0

I would like to have a worker thread wait for a command, do it, and then send the result back to the caller. This differs from the regular producer/consumer problem because of the response back.

This is what I'm thinking:

main
{
construct workers
push to shared input buffers
notify workers
wait
print results from shared output buffer
}

worker
{
wait
read from shared input buffer
do work
notify main
}

Am I on the right track? Is there a chance that the worker could respond before main starts waiting?

(I'm using C++ if that is relevant)

■ ■ ■ ■ ■ ■ ■

» **Exercise task A**
Which programming language does the worker-thread question say it uses?
» **Exercise task B**
In the worker-thread question, why does the described setup differ from the regular producer/consumer problem?
» **Exercise task C**
Write what comes next in the worker-thread question, picking up after its last line.

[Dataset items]
■ ■ ■ ■ ■ ■ ■

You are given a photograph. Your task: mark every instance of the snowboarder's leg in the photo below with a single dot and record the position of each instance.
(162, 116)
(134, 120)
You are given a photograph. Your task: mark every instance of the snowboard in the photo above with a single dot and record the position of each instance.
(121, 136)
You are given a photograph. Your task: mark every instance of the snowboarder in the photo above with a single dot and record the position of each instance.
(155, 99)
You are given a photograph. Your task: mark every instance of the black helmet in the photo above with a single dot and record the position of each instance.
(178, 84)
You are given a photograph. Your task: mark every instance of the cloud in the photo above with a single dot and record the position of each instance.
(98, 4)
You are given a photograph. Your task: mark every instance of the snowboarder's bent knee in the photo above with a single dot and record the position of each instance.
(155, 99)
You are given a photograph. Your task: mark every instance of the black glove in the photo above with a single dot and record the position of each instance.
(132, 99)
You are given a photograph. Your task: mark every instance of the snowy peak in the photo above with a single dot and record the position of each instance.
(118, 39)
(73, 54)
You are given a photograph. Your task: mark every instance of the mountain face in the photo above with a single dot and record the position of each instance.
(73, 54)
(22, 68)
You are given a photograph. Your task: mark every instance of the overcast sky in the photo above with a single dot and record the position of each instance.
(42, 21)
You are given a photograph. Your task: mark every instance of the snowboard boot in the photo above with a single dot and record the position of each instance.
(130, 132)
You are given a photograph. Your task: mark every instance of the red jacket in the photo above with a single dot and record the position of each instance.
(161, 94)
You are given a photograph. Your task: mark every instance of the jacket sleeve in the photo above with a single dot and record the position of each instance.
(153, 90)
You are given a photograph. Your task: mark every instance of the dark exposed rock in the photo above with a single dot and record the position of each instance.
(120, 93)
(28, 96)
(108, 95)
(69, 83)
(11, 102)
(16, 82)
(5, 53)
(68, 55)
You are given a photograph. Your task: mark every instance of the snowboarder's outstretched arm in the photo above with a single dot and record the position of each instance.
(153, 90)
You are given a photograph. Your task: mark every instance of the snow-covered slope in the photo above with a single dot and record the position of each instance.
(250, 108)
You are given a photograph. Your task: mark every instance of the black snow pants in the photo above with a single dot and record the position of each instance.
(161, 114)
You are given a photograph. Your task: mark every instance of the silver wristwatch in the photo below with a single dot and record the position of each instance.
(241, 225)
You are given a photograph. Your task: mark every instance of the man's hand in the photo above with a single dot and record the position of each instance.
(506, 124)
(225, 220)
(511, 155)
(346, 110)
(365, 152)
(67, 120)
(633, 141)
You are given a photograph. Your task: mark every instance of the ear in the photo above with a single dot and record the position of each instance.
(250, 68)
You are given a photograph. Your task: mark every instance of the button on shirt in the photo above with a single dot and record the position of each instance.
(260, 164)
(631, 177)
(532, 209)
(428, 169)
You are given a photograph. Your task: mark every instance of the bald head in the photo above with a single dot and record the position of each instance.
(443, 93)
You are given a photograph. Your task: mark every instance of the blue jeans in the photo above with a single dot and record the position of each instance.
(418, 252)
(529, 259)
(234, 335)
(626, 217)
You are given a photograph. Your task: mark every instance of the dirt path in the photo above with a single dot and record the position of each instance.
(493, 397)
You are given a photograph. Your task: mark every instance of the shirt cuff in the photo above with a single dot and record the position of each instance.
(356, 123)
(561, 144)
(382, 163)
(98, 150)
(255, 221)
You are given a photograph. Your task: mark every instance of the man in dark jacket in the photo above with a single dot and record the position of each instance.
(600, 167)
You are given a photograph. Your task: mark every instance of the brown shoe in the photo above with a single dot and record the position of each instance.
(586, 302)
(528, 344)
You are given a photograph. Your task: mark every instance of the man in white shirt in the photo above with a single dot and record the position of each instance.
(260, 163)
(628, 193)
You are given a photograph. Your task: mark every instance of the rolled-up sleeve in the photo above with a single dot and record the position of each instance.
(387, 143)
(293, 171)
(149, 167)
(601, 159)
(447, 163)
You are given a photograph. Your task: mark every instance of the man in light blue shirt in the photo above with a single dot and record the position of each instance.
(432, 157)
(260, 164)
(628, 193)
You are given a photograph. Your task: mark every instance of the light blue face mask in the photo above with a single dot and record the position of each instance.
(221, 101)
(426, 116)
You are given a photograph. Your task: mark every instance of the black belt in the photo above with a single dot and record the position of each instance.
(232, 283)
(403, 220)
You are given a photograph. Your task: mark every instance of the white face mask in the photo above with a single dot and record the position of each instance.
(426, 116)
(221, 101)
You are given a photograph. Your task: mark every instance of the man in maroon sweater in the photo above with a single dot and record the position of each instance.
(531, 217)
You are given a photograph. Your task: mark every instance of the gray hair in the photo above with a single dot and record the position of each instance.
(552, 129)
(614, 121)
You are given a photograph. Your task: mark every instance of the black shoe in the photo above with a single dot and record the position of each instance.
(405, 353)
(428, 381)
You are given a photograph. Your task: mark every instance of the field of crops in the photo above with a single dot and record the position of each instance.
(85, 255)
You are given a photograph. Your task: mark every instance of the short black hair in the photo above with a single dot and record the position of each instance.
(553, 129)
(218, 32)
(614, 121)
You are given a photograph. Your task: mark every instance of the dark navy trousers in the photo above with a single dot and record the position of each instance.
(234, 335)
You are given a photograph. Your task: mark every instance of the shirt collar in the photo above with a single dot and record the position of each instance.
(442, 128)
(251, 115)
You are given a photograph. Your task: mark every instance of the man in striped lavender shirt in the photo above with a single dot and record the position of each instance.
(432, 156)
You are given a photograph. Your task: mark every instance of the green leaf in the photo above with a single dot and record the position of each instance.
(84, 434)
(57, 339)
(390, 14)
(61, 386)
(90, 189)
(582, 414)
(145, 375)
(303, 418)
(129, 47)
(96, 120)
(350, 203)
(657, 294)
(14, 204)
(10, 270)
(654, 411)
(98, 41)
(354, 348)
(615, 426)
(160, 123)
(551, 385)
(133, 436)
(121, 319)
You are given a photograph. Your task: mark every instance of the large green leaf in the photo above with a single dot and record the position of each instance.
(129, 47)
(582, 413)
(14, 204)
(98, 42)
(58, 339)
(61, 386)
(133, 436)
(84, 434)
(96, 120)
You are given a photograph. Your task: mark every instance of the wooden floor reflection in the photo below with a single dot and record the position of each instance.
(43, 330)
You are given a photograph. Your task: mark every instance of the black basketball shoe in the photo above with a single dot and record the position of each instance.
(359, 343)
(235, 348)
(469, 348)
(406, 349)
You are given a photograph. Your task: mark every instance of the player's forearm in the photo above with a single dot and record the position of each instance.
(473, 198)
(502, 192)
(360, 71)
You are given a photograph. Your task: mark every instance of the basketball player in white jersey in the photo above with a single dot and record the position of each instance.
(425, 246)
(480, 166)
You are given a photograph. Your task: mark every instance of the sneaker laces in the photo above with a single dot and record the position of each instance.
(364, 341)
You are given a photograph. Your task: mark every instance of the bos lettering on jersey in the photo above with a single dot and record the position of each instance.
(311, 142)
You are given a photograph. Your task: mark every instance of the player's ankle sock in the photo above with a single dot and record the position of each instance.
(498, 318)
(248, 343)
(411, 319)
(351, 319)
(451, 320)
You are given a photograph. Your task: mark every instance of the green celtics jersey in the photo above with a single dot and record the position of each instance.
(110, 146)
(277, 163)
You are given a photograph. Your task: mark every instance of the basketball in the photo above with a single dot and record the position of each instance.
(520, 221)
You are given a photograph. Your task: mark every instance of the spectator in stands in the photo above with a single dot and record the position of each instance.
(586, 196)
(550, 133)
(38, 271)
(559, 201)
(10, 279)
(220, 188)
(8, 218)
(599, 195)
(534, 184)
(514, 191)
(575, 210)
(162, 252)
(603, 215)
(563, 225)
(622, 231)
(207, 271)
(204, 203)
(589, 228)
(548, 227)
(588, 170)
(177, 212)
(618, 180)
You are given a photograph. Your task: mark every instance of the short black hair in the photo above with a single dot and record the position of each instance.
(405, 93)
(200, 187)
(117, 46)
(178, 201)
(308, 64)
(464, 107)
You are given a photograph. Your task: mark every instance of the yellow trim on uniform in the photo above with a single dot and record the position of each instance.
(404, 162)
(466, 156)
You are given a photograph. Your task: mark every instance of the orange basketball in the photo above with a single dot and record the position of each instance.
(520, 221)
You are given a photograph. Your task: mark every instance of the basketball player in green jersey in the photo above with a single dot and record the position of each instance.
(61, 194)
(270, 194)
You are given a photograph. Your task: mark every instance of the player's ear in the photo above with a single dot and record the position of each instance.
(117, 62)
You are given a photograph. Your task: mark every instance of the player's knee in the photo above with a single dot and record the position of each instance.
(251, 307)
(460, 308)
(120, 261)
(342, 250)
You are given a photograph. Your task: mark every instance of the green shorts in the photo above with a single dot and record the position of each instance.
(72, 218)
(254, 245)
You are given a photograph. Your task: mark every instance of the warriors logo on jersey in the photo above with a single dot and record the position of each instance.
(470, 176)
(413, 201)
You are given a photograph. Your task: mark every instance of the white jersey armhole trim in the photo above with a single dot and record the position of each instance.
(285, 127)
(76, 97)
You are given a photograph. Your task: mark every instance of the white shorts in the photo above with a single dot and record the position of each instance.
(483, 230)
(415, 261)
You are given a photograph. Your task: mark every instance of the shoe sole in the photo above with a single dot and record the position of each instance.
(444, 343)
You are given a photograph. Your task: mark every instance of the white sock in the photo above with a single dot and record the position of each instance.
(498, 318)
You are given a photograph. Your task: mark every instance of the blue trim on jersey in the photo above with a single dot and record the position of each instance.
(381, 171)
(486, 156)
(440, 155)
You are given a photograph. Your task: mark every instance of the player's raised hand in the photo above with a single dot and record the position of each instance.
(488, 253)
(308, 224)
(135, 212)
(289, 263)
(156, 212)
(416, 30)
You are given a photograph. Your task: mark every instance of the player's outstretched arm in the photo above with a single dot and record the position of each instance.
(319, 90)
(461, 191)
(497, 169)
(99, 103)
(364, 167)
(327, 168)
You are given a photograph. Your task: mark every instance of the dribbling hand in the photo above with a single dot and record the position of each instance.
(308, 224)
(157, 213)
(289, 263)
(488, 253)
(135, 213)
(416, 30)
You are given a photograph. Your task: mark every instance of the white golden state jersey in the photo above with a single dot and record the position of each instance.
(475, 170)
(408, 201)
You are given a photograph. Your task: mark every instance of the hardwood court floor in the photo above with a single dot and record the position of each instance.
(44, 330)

■ ■ ■ ■ ■ ■ ■

» **Expected output A**
C++.

» **Expected output B**
It differs because the worker does more than take a command and do it. It also has to send the result back to the caller.

» **Expected output C**
Josh
  • 313
  • 3
  • 9
  • 2
    You have a thread that runs up until a condition is met. Then it notifies thread 2 and stops running. Thread 2 wakes, runs, meets a condition, notifies thread 1, and stops. Thread 1 wakes and runs. All of the work is serialized. You have eliminated the need for threading, and are better off with a single threaded [state machine](https://en.wikipedia.org/wiki/Finite-state_machine). – user4581301 Jul 19 '16 at 23:57
  • @user4581301 My plan is to have multiple workers so I can do the work in parallel. (I updated the post) – Josh Jul 20 '16 at 00:03
  • Are the workers ever expected to restart or will you create new threads if needed? – user4581301 Jul 20 '16 at 00:04
  • @user4581301 I will make new ones if needed. I plan to have the worker terminate forever when done. – Josh Jul 20 '16 at 00:06

1 Answers1

2

You are on the right track, but you can simplify things a bit and eliminate the need to signal or wait for signal

main
{
    push to shared input buffers
    construct workers // create and immediately run. No need for signal
    while more workers
        join worker // will block until worker thread exits
    print results from shared output buffer
}

worker
{
    read from shared input buffer
    do work
}

Depending on how you are partitioning the shared buffer, or not partitioning, you may need to protect it from concurrent writes.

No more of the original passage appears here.